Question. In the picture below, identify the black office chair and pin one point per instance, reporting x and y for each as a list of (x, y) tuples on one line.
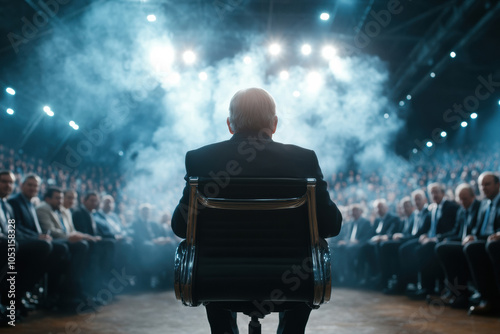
[(252, 246)]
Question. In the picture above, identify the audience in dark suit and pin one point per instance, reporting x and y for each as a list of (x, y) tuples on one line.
[(30, 255), (450, 251)]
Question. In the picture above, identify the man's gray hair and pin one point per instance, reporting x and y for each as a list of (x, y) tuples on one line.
[(252, 109)]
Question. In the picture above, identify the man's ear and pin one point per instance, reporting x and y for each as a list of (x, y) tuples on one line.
[(275, 124), (229, 126)]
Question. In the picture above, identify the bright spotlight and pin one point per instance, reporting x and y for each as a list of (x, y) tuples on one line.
[(203, 76), (274, 49), (162, 57), (284, 75), (306, 49), (328, 52), (314, 80), (189, 57)]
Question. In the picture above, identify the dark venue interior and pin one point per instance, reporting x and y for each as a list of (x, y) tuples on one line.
[(101, 100)]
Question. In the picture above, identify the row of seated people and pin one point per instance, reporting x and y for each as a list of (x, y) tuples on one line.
[(86, 254), (445, 252)]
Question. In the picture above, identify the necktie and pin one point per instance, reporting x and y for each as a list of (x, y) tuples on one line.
[(379, 227), (432, 231), (486, 229), (3, 225), (354, 231), (415, 223)]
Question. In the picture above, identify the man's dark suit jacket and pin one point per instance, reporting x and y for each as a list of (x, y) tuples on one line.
[(255, 155), (147, 231), (460, 224), (390, 225), (25, 222), (480, 219), (447, 220), (84, 221)]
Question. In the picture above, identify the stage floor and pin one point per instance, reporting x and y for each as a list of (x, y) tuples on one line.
[(349, 311)]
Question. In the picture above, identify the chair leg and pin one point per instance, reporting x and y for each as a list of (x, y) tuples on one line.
[(254, 326)]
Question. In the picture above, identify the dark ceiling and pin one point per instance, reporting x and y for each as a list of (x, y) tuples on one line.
[(414, 37)]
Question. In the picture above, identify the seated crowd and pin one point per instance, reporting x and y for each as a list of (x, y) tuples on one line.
[(75, 255)]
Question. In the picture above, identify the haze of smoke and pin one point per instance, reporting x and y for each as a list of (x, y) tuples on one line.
[(341, 119)]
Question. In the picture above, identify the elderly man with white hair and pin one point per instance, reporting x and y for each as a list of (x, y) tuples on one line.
[(251, 152)]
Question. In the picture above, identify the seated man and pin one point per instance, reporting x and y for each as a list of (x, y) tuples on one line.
[(251, 152)]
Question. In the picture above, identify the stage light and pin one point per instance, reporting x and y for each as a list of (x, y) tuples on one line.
[(274, 49), (73, 125), (306, 49), (328, 52), (189, 57), (162, 57), (314, 80), (203, 76)]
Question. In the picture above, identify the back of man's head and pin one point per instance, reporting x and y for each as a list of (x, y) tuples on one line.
[(252, 110)]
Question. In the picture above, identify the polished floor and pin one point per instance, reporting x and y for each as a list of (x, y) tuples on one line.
[(349, 311)]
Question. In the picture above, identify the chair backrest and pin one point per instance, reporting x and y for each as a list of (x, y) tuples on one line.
[(252, 239)]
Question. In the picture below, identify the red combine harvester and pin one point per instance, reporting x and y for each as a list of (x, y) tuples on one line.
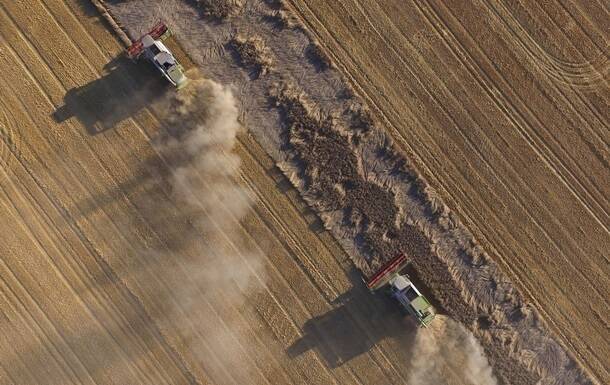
[(152, 48), (402, 289)]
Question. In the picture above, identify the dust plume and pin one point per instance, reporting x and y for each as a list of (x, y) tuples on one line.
[(217, 272), (447, 353)]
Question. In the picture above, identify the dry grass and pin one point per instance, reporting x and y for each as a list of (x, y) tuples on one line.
[(221, 9), (327, 160), (253, 53), (316, 54)]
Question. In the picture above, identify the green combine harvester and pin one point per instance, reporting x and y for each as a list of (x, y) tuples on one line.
[(402, 289)]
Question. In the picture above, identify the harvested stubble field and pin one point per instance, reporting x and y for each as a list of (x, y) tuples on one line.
[(513, 139), (139, 250), (503, 105), (134, 252)]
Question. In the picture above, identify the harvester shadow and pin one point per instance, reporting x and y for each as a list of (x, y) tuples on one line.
[(123, 90), (339, 335)]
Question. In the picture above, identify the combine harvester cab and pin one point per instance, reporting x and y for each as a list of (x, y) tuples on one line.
[(152, 48), (402, 289)]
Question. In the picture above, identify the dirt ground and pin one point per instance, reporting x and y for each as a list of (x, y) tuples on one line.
[(134, 257)]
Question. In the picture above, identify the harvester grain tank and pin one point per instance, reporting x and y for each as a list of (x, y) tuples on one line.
[(400, 287), (151, 47)]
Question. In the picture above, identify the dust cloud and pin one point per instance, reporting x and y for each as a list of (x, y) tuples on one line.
[(447, 353), (218, 272)]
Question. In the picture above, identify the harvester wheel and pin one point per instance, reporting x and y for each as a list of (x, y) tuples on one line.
[(166, 34)]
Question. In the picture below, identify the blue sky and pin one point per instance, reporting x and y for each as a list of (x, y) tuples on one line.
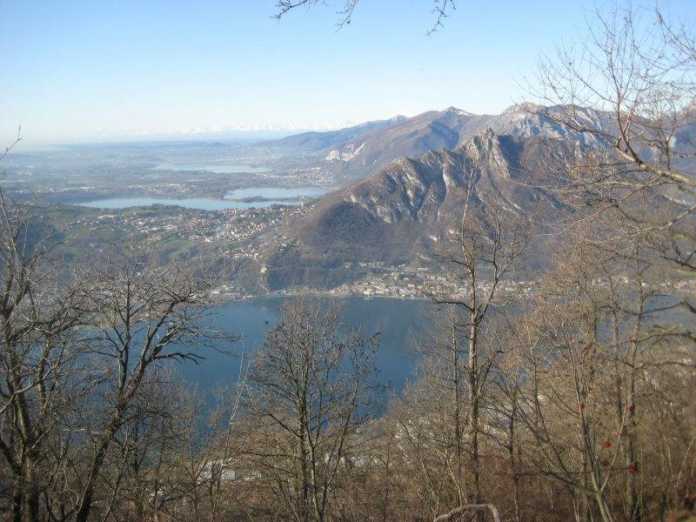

About this exercise
Would you output the data above exactly as written, but with no images?

Answer to this problem
Question. In the picture below, identify the black office chair and pin one point per instance, reporting x and y for each as a list of (x, y) tuples on one line.
[(252, 246)]
Question. In the picture above, identify the audience in dark suit and pin one point per instance, reporting x and y for each as a list of (x, y) tuples on one line.
[(30, 255), (450, 251)]
Question. In the picture above, identify the man's gray hair and pin one point per instance, reporting x and y for each as a list of (x, y) tuples on one line.
[(252, 109)]
Question. In the picture above, identify the man's ear and pin one point per instance, reporting x and y for each as a list of (x, y) tuples on one line.
[(275, 124), (229, 126)]
Question. In the picture above, identify the bright spotlight and pin one point per instance, reporting x and y for each as a list of (x, y) tuples on one line.
[(203, 76), (274, 49), (162, 57), (284, 75), (306, 49), (328, 52), (314, 80), (189, 57)]
Question. In the picture above, identify the dark venue interior and pin one point per instance, reporting x and y for each as a list of (x, y) tuples on one line.
[(101, 100)]
Question. In the picture above, identify the row of seated people and pin one point per instance, reporting x and y for each as a list of (x, y) tuples on one line.
[(86, 254), (445, 252)]
Question. In the picture above, identify the necktie and pin one point per instance, reporting x and y for each as a list of (x, y) tuples on one line.
[(379, 227), (432, 231), (486, 229), (3, 225), (354, 231), (415, 223)]
Question. In the picture above, identify the man's dark suit jacket and pin one point per instance, reporting x and y for each as a list of (x, y) tuples on one line.
[(255, 155), (147, 231), (460, 224), (390, 225), (25, 222), (480, 219), (447, 220), (84, 221)]
Question. In the picture above, identify the stage floor and pin one point per instance, reporting x and y for each as a list of (x, y) tuples on one line.
[(349, 311)]
Question. In the picture above, identify the chair leg and pin one point per instance, reporting x and y for each as a list of (x, y) tuples on one line.
[(254, 326)]
Question. In the picture above, identify the dark ceiling and pin one point per instance, reporting x and y for each as a list of (x, y) tuples on one line.
[(414, 37)]
Question. In the picture above, identify the seated crowd and pin one point per instance, reporting x and y for each as a list of (x, y) tuples on one line.
[(75, 255)]
Question. In the picture above, identify the haze of smoke and pin one point per instance, reporting x and y for each as a list of (x, y) tuples on one line.
[(341, 119)]
Question. In the picture above, identify the elderly man with white hair and pin one point per instance, reporting x and y for each as a list of (x, y) tuples on one line.
[(251, 152)]
Question. In the picture above, identify the seated man and pin one point per instance, reporting x and y for each as a list of (x, y) tuples on one line.
[(251, 152)]
Question. In the picture above, identify the stage light and pin one point per instance, reporting x and y for each as a list of (x, y) tuples on one line.
[(274, 49), (73, 125), (306, 49), (328, 52), (189, 57), (162, 57), (314, 80), (203, 76)]
Question. In the picture above, identify the back of man's head and pin one point per instance, reporting x and y for each as a list of (x, y) tuples on one line.
[(252, 110)]
Question. In the picture above, identify the polished floor and pin one point per instance, reporting x and y for each as a list of (x, y) tuples on one line.
[(349, 311)]
Question. In the picture above, identify the chair backrest and pin one point per instance, reporting x and y for each as a list of (x, y) tuples on one line.
[(252, 239)]
Question. In the picture below, identify the red combine harvester and pin one point per instance, reporting x and y for each as a list of (x, y) tuples on one line.
[(152, 48), (402, 289)]
Question. In the picture above, identify the dust plume and pin one point per instance, reporting x and y for each as a list of (x, y) tuples on one line.
[(217, 272), (447, 353)]
Question. In the picture above, identify the dry grass and pin one point per instance, reporting x and y for each as a list of (x, y) tuples on one line.
[(221, 9), (327, 160), (253, 53), (316, 54)]
Question. In the picture above, identify the green combine harvester and pin one point per instance, reporting x and y for each as a list of (x, y) tuples on one line.
[(402, 289)]
Question. In the picture above, identify the harvested stubble field and pin one point per instance, reporting x and y for each as a list of (x, y) tuples on one line.
[(513, 139), (139, 250), (503, 105), (134, 252)]
Question. In the picture above, identify the harvester shadow and pin one point per instance, reporting x and y for each as a list of (x, y) tuples on one line.
[(123, 90), (339, 335)]
Question. In the picture above, identify the combine harvester cab and pin one point per instance, reporting x and y for each as a list of (x, y) tuples on one line.
[(152, 48), (402, 289)]
Question. In the picture above, identify the dirt ground and pin one point per instance, reporting x and y for each as a list of (x, y) tuples on one line.
[(134, 257)]
Question. In the picture above, identify the harvester grain tank and pin one point per instance, reporting x and y for each as a list of (x, y) tuples on one line.
[(400, 287), (151, 47)]
Question. In the picture above, identify the dust cloud and pin one point per instance, reporting x and y for each as a list of (x, y) tuples on one line.
[(447, 353), (218, 272)]
Question. In the picture above, identify the harvester wheel and pin one point per instance, reporting x and y for each as a list of (x, y) tuples on one line.
[(166, 34)]
Question. In the picture below, identify the blue sky and pin one point per instance, reporting x and y for each as a list of (x, y) tuples on one line.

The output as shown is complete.